Data:
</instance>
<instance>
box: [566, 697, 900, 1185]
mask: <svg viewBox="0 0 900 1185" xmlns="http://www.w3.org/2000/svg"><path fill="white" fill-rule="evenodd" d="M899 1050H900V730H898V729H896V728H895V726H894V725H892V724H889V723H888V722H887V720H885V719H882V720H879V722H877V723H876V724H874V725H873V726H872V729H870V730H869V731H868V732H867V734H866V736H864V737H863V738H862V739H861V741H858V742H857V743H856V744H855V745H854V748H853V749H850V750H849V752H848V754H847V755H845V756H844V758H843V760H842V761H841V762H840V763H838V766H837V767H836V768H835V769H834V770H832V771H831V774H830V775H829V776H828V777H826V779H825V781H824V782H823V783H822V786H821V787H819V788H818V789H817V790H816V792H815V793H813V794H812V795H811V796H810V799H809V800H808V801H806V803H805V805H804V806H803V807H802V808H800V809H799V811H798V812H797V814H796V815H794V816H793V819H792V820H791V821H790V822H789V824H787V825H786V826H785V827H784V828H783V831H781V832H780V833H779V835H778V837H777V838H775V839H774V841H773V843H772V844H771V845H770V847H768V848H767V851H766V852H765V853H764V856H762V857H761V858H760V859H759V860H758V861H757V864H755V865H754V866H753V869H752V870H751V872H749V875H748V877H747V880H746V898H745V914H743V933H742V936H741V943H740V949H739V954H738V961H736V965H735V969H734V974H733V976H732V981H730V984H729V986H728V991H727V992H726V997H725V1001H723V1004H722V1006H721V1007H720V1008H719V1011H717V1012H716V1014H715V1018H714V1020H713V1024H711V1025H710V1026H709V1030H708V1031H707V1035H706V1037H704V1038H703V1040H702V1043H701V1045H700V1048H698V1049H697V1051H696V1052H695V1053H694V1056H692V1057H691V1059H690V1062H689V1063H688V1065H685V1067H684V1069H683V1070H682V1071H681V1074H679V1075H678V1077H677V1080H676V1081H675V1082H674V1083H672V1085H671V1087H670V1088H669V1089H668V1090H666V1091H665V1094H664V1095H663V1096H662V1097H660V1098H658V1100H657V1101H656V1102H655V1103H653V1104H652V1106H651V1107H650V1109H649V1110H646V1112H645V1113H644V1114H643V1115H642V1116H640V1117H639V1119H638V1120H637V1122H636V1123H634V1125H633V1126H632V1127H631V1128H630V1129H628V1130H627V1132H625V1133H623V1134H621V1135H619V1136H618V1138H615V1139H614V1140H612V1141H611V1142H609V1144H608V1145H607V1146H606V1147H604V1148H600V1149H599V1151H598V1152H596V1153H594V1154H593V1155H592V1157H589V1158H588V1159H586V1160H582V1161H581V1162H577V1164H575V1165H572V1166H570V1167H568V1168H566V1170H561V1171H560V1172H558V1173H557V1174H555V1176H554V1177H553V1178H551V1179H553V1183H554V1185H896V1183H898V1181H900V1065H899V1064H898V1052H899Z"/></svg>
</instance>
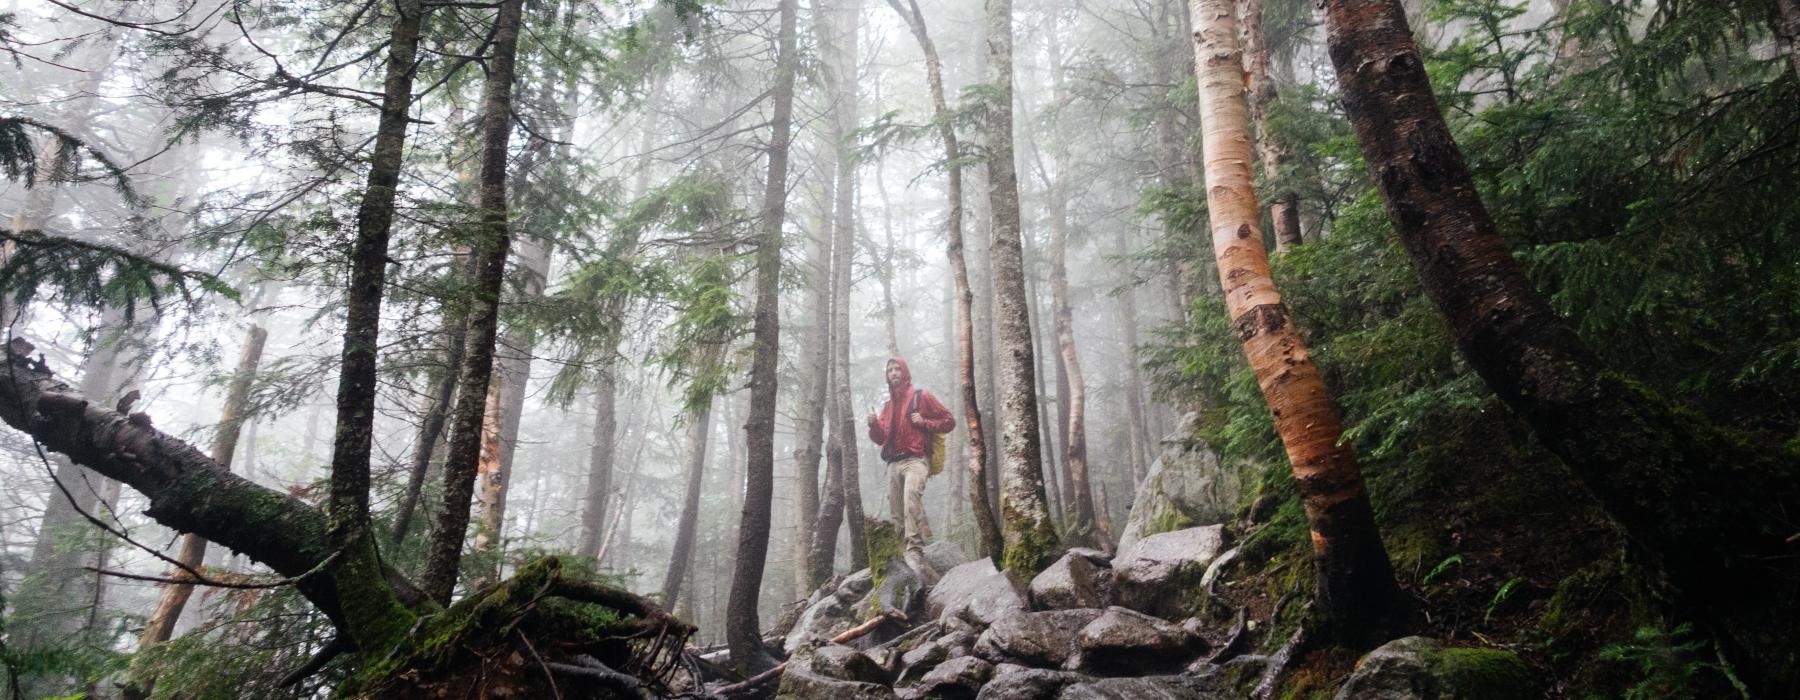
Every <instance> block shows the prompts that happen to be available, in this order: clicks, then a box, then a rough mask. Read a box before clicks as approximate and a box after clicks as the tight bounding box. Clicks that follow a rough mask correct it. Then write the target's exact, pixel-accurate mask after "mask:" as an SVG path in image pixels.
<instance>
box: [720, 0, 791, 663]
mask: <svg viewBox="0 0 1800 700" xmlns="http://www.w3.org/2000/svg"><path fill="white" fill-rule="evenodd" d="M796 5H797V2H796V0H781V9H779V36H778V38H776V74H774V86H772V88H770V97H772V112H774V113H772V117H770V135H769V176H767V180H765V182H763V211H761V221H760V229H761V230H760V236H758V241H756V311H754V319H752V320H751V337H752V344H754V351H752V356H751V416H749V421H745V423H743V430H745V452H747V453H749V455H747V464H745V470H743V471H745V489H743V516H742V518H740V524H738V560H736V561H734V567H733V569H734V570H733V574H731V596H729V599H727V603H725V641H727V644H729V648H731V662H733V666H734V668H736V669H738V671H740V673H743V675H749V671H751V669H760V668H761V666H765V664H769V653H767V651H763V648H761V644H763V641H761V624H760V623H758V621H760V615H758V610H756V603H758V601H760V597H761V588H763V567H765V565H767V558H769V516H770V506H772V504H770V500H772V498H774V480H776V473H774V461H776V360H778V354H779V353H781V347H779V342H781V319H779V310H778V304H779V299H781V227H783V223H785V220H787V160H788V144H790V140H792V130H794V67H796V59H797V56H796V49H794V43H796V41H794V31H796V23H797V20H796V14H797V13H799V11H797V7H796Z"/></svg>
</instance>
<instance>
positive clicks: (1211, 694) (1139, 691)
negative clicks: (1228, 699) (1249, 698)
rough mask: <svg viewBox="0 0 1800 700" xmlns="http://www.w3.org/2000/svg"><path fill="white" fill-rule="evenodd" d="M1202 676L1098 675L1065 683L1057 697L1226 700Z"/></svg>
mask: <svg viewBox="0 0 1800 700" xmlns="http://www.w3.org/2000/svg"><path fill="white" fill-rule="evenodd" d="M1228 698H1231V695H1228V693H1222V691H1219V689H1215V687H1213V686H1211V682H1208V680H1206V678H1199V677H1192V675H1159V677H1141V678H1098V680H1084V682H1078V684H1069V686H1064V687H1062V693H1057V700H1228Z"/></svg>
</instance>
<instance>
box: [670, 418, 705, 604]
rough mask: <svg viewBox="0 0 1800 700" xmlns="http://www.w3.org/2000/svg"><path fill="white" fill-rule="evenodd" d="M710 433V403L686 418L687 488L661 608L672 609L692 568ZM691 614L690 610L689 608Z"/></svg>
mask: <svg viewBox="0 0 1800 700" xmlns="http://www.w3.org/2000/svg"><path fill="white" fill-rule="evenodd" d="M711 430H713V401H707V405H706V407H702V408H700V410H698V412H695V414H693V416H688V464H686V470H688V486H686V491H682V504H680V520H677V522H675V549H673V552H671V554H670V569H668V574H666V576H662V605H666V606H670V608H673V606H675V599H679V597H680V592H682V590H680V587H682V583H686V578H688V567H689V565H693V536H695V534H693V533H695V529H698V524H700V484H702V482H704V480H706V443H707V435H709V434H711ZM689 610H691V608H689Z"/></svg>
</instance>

Exercise directions: Each entry above is to be written out again unchanged, apart from the pictures, which are left out.

Answer space:
</instance>
<instance>
box: [566, 697, 900, 1185]
mask: <svg viewBox="0 0 900 1185" xmlns="http://www.w3.org/2000/svg"><path fill="white" fill-rule="evenodd" d="M899 1050H900V730H898V729H896V728H895V726H894V725H892V724H889V723H888V722H887V720H885V719H882V720H879V722H877V723H876V724H874V725H873V726H872V729H870V730H869V731H868V732H867V734H866V736H864V737H863V738H862V739H861V741H858V742H857V743H856V744H855V745H854V748H853V749H850V750H849V752H848V754H847V755H845V756H844V758H843V760H842V761H841V762H840V763H838V766H837V767H836V768H835V769H834V770H832V771H831V774H830V775H829V776H828V777H826V779H825V781H824V782H823V783H822V786H821V787H819V788H818V789H817V790H816V792H815V793H813V794H812V795H811V796H810V799H809V800H808V801H806V803H805V805H804V806H803V807H802V808H800V809H799V811H798V812H797V814H796V815H794V816H793V819H792V820H791V821H790V822H789V824H787V825H786V826H785V827H784V828H783V831H781V832H780V833H779V835H778V837H777V838H775V839H774V841H773V843H772V844H771V845H770V847H768V848H767V851H766V852H765V853H764V856H762V857H761V858H760V859H759V860H758V861H757V864H755V865H754V866H753V869H752V870H751V872H749V875H748V877H747V880H746V898H745V914H743V933H742V936H741V943H740V949H739V954H738V961H736V965H735V969H734V974H733V976H732V981H730V984H729V986H728V991H727V992H726V997H725V1001H723V1004H722V1006H721V1007H720V1008H719V1011H717V1012H716V1014H715V1018H714V1020H713V1024H711V1025H710V1026H709V1030H708V1031H707V1035H706V1037H704V1038H703V1040H702V1043H701V1045H700V1048H698V1049H697V1051H696V1052H695V1053H694V1056H692V1057H691V1059H690V1062H689V1063H688V1065H685V1067H684V1069H683V1070H682V1071H681V1074H679V1075H678V1077H677V1080H676V1081H675V1082H674V1083H672V1085H671V1087H670V1088H669V1089H668V1090H666V1091H665V1094H664V1095H663V1096H662V1097H660V1098H658V1100H657V1101H656V1102H655V1103H653V1104H652V1106H651V1107H650V1109H649V1110H646V1112H645V1113H644V1114H643V1115H642V1116H640V1117H639V1119H638V1120H637V1122H636V1123H634V1125H633V1126H632V1127H631V1128H630V1129H628V1130H627V1132H625V1133H623V1134H621V1135H619V1136H618V1138H615V1139H614V1140H612V1141H611V1142H609V1144H608V1145H607V1146H606V1147H604V1148H600V1149H599V1151H598V1152H596V1153H594V1154H593V1155H592V1157H589V1158H588V1159H586V1160H582V1161H581V1162H577V1164H575V1165H572V1166H570V1167H568V1168H566V1170H561V1171H560V1172H558V1173H557V1174H555V1176H554V1177H553V1178H551V1179H553V1183H554V1185H896V1183H898V1181H900V1065H899V1064H898V1052H899Z"/></svg>
</instance>
Every <instance> block shows the prompts that happen to be available, in this order: clicks, then a box, then a rough mask. Read a box before clicks as approximate and a box after clicks as the tight bounding box. Clicks that follow a rough mask correct it. Then write the target's exact, pixel-accurate mask after "mask:" as an SVG path in image pixels.
<instance>
box: [720, 0, 791, 663]
mask: <svg viewBox="0 0 1800 700" xmlns="http://www.w3.org/2000/svg"><path fill="white" fill-rule="evenodd" d="M796 5H797V2H796V0H781V9H779V36H778V38H776V74H774V86H772V88H770V97H772V112H774V113H772V117H770V135H769V176H767V180H765V182H763V211H761V221H760V229H761V230H760V236H758V241H756V311H754V319H752V320H751V337H752V344H754V351H752V356H751V416H749V421H745V423H743V430H745V452H747V453H749V455H747V464H745V470H743V471H745V489H743V516H742V518H740V524H738V560H736V561H734V567H733V569H734V570H733V574H731V596H729V599H727V603H725V641H727V644H729V648H731V662H733V666H734V668H736V669H738V671H740V673H743V675H749V671H751V669H760V668H761V666H765V664H769V653H767V651H763V648H761V644H763V641H761V624H760V623H758V621H760V615H758V610H756V603H758V601H760V597H761V588H763V567H765V565H767V558H769V516H770V506H772V504H770V500H772V498H774V480H776V473H774V461H776V360H778V354H779V353H781V347H779V342H781V319H779V310H778V304H779V299H781V227H783V223H785V220H787V160H788V144H790V140H792V130H794V67H796V59H797V56H796V49H794V43H796V41H794V31H796V23H797V20H796V14H797V13H799V11H797V7H796Z"/></svg>
</instance>
<instance>
positive clicks: (1211, 694) (1139, 691)
negative clicks: (1228, 699) (1249, 698)
rough mask: <svg viewBox="0 0 1800 700" xmlns="http://www.w3.org/2000/svg"><path fill="white" fill-rule="evenodd" d="M1202 676L1098 675L1065 683L1057 697L1226 700Z"/></svg>
mask: <svg viewBox="0 0 1800 700" xmlns="http://www.w3.org/2000/svg"><path fill="white" fill-rule="evenodd" d="M1228 698H1231V695H1228V693H1222V691H1219V689H1215V687H1213V686H1211V682H1208V680H1206V678H1199V677H1192V675H1159V677H1141V678H1098V680H1084V682H1078V684H1069V686H1064V687H1062V693H1057V700H1228Z"/></svg>
</instance>
<instance>
box: [670, 418, 705, 604]
rough mask: <svg viewBox="0 0 1800 700" xmlns="http://www.w3.org/2000/svg"><path fill="white" fill-rule="evenodd" d="M710 433V403L686 418L687 488L661 608L672 609L692 568ZM691 614L690 610L689 608Z"/></svg>
mask: <svg viewBox="0 0 1800 700" xmlns="http://www.w3.org/2000/svg"><path fill="white" fill-rule="evenodd" d="M711 430H713V401H707V405H706V407H702V408H700V410H698V412H695V414H693V416H688V464H686V470H688V486H686V491H682V504H680V520H677V522H675V549H673V552H671V554H670V569H668V574H666V576H662V605H666V606H670V608H673V606H675V599H679V597H680V592H682V590H680V587H682V583H686V578H688V567H689V565H693V536H695V534H693V533H695V529H698V524H700V484H702V482H704V480H706V443H707V435H709V434H711ZM689 610H691V608H689Z"/></svg>
</instance>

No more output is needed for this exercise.